_TASK TO COMPLETE_
Go through the records and show each line where the word "observation" occurs.

Items from a data source:
Segment Open
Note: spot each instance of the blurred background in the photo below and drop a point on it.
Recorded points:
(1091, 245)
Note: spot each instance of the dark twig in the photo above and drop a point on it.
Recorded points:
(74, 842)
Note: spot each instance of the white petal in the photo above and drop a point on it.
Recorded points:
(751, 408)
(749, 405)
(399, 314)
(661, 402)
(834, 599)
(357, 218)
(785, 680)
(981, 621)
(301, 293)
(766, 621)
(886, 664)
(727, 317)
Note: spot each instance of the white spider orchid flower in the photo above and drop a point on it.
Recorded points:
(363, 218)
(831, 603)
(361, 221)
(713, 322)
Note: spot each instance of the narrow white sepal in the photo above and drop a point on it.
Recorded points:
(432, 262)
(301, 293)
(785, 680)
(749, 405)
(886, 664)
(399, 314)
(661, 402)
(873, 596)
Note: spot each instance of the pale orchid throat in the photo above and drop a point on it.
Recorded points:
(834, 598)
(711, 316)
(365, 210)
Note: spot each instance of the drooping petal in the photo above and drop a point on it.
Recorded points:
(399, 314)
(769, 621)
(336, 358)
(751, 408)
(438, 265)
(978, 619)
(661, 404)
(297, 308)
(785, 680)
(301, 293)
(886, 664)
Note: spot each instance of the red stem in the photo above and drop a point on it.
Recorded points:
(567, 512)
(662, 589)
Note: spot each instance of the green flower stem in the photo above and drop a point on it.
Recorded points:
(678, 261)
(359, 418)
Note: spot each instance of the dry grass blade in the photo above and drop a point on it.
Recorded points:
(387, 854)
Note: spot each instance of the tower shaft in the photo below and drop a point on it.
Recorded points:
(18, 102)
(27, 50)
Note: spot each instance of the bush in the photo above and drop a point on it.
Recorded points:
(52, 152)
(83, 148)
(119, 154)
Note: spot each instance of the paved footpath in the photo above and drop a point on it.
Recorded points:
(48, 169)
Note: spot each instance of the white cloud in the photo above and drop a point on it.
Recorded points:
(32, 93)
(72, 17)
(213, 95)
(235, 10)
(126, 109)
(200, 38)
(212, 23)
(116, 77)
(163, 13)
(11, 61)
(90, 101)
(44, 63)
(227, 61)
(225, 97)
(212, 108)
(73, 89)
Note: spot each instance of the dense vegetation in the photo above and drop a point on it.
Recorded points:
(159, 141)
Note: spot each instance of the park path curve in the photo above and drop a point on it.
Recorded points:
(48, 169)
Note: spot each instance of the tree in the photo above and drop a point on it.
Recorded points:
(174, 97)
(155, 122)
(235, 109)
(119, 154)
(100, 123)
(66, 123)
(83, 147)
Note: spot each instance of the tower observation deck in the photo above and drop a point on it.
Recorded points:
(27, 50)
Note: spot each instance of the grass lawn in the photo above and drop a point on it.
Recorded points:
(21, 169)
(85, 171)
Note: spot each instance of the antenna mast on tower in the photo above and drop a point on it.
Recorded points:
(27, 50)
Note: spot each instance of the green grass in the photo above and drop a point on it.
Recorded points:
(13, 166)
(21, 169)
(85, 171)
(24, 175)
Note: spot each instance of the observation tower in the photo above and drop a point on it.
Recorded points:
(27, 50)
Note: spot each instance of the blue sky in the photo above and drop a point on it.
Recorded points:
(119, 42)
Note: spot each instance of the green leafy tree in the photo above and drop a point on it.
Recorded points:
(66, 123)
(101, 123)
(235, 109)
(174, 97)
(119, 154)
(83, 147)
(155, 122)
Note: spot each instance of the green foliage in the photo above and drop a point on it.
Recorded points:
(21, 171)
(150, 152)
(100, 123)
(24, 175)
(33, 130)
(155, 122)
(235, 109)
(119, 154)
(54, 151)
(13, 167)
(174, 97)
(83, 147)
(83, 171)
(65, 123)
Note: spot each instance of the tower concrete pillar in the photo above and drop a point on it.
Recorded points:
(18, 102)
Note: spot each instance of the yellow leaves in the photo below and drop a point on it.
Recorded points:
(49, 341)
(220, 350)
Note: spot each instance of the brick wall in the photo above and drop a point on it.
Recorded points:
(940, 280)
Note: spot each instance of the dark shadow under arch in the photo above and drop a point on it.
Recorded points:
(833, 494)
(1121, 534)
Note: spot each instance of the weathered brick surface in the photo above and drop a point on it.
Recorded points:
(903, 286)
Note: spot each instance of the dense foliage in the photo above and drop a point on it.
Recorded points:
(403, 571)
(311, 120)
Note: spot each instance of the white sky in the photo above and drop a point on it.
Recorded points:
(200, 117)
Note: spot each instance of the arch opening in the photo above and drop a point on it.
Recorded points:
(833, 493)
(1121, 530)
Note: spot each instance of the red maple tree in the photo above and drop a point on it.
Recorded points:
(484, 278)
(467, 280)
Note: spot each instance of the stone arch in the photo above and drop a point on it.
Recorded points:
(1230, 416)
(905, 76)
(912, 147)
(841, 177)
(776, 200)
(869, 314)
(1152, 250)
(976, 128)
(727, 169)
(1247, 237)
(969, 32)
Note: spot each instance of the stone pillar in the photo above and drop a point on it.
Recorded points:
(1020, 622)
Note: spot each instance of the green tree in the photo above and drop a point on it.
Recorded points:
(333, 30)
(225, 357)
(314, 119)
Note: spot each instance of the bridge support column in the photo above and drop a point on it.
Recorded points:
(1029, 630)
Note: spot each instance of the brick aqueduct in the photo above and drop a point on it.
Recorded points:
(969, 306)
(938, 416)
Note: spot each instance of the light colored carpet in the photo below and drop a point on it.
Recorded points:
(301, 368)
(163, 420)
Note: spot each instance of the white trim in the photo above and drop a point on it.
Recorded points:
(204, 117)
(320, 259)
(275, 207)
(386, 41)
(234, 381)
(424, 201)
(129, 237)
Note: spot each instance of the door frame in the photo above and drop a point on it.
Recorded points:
Segment Closed
_SOLVED PROBLEM_
Note: spot each instance of the tower observation deck in the photo above and drop a point on it.
Note: spot each instance of the observation tower in the photo above and drop a point on it.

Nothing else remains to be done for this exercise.